What follows are records. Restate all of them word for word.

== RECORDED DATA ==
════════
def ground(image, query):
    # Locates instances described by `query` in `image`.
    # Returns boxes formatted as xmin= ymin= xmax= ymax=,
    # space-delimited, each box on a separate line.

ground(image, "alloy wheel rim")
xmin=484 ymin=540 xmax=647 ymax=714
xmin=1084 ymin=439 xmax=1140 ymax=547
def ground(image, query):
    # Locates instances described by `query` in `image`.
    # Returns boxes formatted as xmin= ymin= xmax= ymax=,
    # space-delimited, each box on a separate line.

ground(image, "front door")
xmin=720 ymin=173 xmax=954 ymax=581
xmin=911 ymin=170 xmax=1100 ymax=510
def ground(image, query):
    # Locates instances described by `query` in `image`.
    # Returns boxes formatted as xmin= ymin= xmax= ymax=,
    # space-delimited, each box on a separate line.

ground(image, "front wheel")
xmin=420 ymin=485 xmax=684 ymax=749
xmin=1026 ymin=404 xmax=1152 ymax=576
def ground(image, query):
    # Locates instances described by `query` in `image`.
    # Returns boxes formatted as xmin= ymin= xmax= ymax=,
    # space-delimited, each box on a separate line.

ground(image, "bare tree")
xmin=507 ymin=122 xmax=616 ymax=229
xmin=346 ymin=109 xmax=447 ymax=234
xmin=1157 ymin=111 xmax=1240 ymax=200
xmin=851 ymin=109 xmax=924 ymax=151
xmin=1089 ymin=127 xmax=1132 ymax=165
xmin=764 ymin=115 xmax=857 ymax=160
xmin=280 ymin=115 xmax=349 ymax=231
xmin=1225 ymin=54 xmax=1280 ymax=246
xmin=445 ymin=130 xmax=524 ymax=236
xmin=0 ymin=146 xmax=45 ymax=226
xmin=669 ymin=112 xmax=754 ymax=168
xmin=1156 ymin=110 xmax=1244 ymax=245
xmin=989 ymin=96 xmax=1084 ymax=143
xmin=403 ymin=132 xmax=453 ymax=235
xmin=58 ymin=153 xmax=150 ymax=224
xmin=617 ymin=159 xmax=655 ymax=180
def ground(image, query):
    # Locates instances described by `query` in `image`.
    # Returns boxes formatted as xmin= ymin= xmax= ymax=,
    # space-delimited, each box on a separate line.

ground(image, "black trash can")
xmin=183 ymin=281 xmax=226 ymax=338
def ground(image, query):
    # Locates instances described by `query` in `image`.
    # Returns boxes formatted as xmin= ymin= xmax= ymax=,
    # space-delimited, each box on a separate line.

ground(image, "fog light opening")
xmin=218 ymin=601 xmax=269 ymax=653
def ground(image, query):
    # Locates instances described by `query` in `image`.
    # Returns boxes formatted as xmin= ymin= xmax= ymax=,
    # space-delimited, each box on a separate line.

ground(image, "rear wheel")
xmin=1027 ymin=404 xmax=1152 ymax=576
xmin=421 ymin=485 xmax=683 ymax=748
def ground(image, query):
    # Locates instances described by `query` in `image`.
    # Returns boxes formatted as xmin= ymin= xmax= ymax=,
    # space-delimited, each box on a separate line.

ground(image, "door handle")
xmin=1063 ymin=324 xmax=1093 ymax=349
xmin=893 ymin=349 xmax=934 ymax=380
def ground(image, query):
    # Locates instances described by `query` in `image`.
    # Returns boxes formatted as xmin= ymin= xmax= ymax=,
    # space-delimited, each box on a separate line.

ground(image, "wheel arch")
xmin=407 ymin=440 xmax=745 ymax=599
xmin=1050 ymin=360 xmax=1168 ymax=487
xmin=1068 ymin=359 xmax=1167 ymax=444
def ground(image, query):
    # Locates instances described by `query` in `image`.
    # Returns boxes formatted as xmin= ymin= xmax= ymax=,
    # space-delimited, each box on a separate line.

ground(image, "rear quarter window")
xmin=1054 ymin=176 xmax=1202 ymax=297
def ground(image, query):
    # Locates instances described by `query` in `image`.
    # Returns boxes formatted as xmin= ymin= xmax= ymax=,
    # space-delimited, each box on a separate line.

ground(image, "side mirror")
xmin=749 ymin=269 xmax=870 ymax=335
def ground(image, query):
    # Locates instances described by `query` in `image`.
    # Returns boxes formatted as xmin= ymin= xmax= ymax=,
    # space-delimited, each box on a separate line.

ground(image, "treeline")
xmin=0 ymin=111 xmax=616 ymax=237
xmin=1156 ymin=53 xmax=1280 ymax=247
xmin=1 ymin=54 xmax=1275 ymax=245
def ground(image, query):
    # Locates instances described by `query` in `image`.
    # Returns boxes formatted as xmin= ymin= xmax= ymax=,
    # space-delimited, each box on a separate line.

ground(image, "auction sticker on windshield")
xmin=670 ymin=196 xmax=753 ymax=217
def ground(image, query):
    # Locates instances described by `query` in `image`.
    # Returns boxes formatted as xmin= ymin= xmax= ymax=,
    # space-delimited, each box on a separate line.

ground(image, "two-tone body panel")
════════
== YOUR RESPONSE ==
def ground(image, query):
    # Locates instances described by `query` in `image`.
    # Returns boxes formatted as xmin= ymin= xmax= ymax=,
    # space-delimited, each box on a separate line.

ground(image, "alloy wheel rim")
xmin=484 ymin=540 xmax=647 ymax=714
xmin=1084 ymin=439 xmax=1140 ymax=547
def ground(image, query):
    # Locates instances described by `query` in `image`.
    # Returns boxes formatted as xmin= ymin= xmax= ymax=,
    # space-delimited, each box on a separate line.

ground(image, "front door")
xmin=720 ymin=173 xmax=954 ymax=581
xmin=911 ymin=170 xmax=1100 ymax=510
def ground(image, query):
    # Locates instances described by `query` in `image`.
    # Returns boxes formatted as xmin= ymin= xmax= ymax=,
    # space-delimited, each box on a separate line.

ground(image, "front wheel")
xmin=420 ymin=485 xmax=684 ymax=749
xmin=1026 ymin=404 xmax=1152 ymax=576
def ground(image, query):
    # Locates instances described by `query` in `image`.
    # Returns boxes formatted as xmin= ymin= xmax= ymax=,
    # space-delimited, each box on a separate line.

ground(image, "bare tree")
xmin=507 ymin=122 xmax=616 ymax=229
xmin=346 ymin=109 xmax=447 ymax=234
xmin=1157 ymin=111 xmax=1240 ymax=200
xmin=851 ymin=109 xmax=924 ymax=151
xmin=1089 ymin=127 xmax=1132 ymax=165
xmin=764 ymin=115 xmax=857 ymax=160
xmin=280 ymin=115 xmax=349 ymax=231
xmin=1225 ymin=54 xmax=1280 ymax=246
xmin=445 ymin=130 xmax=524 ymax=236
xmin=0 ymin=146 xmax=45 ymax=226
xmin=669 ymin=112 xmax=754 ymax=168
xmin=1156 ymin=110 xmax=1244 ymax=245
xmin=989 ymin=96 xmax=1084 ymax=143
xmin=403 ymin=132 xmax=453 ymax=235
xmin=58 ymin=153 xmax=150 ymax=224
xmin=617 ymin=159 xmax=655 ymax=180
def ground(image, query):
    # Locates instances described by `query` in `image`.
    # Returns boxes formatted as xmin= ymin= xmax= ymax=,
    # space-delimited, each box on a separate line.

ground(image, "black trash can")
xmin=183 ymin=281 xmax=226 ymax=338
def ground(image, query):
    # Locates instances described by `query` in `image`.
    # Returns boxes formatted as xmin= ymin= xmax= ymax=,
    # space-delimited, each box on a separate line.

ground(image, "fog light opening")
xmin=218 ymin=601 xmax=269 ymax=653
def ground(image, query):
    # Locates instances described by `query` in `image`.
    # Returns boxes formatted as xmin= ymin= xmax= ymax=,
    # space-delimited, each box on a separate line.

ground(image, "rear wheel")
xmin=1027 ymin=404 xmax=1152 ymax=576
xmin=421 ymin=485 xmax=683 ymax=748
def ground(image, query):
    # Locates instances described by `query` in `image`.
    # Returns boxes formatted as xmin= ymin= xmax= ymax=,
    # space-delimited, each box on a separate line.

ground(image, "door handle")
xmin=1063 ymin=324 xmax=1093 ymax=349
xmin=893 ymin=349 xmax=934 ymax=380
def ground(image, query):
    # Locates instances described by `query` in `image`.
    # Returns boxes formatted as xmin= ymin= xmax= ymax=,
    # space-delimited, each box on a separate line.

ground(image, "wheel arch")
xmin=407 ymin=440 xmax=745 ymax=599
xmin=1050 ymin=360 xmax=1168 ymax=487
xmin=1068 ymin=359 xmax=1167 ymax=444
def ground(image, query):
    # Locates instances described by `query` in `image`.
    # Returns boxes formatted as xmin= ymin= xmax= ymax=,
    # space-delimited, each box on a separate line.

ground(image, "rear quarter window")
xmin=1054 ymin=176 xmax=1202 ymax=297
def ground(image, query):
    # Locates instances described by `query` in `image`.
    # Returns boxes formatted as xmin= ymin= xmax= ymax=,
    # space-delimited, each box on a separate line.

ground(image, "side mirror")
xmin=749 ymin=269 xmax=870 ymax=335
def ground(image, query):
    # Locates instances described by `query` in `image`.
    # Returns boxes formatted as xmin= ymin= xmax= ymax=,
    # space-delimited, each box on a separate line.

ground(image, "treeline")
xmin=0 ymin=111 xmax=616 ymax=237
xmin=1156 ymin=53 xmax=1280 ymax=247
xmin=1 ymin=54 xmax=1275 ymax=245
def ground(image, query):
    # Locates instances described by `query` in `image`.
    # Returns boxes formatted as xmin= ymin= xmax= ymax=,
    # space-delimited, each box on a separate line.

ground(image, "auction sticker on windshield")
xmin=670 ymin=196 xmax=753 ymax=217
def ground(image, query):
    # Locates instances described by `query` in `image`.
    # Returns boxes formatted as xmin= ymin= xmax= ymax=,
    # space-delimited, each box on a separate line.

ground(image, "two-tone body panel")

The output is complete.